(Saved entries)
------------------------------------------------------------------------
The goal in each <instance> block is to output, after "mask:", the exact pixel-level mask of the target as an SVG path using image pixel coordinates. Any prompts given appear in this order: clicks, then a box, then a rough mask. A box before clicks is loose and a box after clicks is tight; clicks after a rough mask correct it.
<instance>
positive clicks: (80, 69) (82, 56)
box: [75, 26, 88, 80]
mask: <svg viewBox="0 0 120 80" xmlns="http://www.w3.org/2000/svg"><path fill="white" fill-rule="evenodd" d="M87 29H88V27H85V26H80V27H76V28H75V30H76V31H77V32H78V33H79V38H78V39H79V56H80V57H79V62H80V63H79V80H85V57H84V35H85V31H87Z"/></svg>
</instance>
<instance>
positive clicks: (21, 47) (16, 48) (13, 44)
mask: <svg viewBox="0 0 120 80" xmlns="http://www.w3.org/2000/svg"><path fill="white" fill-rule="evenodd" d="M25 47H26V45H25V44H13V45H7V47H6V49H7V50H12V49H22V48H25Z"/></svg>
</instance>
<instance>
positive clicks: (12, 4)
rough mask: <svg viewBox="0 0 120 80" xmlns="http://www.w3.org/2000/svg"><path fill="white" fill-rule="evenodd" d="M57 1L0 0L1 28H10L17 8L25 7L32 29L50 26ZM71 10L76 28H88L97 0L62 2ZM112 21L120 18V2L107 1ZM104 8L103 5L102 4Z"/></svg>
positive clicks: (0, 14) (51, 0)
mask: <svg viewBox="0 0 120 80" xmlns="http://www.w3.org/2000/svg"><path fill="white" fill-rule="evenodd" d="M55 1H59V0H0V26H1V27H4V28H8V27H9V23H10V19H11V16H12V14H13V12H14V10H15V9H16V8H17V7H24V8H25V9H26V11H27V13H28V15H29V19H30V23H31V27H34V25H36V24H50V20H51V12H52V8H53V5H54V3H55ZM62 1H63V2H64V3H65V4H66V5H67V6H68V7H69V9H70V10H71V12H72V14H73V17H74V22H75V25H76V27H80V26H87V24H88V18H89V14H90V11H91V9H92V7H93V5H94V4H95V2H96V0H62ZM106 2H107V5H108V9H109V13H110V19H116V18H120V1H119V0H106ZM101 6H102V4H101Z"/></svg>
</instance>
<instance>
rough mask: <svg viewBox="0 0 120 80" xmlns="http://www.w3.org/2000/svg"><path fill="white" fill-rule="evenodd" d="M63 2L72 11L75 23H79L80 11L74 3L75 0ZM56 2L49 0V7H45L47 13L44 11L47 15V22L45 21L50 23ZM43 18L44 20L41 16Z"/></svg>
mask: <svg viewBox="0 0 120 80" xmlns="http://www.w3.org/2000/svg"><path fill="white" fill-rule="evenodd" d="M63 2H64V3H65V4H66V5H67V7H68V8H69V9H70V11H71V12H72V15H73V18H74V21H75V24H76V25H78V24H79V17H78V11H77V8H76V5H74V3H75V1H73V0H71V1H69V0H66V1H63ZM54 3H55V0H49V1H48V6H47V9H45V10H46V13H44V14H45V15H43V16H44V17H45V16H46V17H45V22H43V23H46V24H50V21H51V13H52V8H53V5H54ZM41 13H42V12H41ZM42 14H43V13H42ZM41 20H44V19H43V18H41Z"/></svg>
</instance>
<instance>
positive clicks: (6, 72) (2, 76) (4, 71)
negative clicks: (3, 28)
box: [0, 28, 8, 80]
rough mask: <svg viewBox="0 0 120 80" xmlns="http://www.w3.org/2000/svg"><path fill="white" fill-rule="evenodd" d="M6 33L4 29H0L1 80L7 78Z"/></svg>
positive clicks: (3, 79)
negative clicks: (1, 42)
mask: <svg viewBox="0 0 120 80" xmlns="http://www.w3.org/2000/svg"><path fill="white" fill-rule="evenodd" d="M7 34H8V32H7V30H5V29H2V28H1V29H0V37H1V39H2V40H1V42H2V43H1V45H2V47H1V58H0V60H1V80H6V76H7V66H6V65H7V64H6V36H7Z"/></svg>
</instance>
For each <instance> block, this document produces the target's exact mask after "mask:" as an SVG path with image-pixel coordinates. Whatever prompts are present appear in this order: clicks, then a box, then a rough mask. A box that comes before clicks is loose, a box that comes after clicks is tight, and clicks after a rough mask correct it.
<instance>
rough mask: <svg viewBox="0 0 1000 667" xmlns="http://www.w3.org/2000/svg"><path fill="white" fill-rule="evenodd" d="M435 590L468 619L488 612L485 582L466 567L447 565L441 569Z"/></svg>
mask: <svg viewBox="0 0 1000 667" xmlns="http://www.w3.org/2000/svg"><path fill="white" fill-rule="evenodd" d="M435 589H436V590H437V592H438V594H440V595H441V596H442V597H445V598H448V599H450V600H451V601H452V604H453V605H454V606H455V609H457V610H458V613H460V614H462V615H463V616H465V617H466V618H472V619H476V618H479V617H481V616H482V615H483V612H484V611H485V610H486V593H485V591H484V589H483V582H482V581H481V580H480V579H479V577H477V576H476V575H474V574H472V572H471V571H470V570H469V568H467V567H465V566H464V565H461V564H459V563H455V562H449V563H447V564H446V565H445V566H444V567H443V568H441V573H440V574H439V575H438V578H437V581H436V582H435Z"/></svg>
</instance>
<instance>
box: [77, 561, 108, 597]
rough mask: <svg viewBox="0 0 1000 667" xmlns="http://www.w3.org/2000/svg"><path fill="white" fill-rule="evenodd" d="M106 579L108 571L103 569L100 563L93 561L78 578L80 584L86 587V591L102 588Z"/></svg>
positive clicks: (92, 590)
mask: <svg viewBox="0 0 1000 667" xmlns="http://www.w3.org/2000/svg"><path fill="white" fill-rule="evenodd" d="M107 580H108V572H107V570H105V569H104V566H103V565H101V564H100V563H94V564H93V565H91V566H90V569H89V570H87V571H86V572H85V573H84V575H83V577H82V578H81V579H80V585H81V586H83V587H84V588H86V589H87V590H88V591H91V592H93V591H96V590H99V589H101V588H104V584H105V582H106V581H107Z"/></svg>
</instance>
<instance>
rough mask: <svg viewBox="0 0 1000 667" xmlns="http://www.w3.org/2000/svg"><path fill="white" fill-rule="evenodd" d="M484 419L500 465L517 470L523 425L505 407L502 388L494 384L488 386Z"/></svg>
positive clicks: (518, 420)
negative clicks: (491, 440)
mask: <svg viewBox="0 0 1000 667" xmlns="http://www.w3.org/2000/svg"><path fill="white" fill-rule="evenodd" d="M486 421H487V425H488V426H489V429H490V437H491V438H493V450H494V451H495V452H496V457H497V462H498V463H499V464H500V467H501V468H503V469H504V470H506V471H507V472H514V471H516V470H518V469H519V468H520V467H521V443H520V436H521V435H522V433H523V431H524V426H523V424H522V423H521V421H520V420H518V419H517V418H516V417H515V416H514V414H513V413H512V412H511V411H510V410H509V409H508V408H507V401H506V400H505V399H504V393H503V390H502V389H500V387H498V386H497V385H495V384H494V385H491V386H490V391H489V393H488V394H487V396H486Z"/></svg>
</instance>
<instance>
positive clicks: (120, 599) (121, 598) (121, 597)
------------------------------------------------------------------------
TO-DO ITEM ▸
Gather each line of the records above that contains the string "negative".

SOLUTION FOR THIS TASK ▸
negative clicks: (3, 28)
negative clicks: (1, 42)
negative clicks: (491, 440)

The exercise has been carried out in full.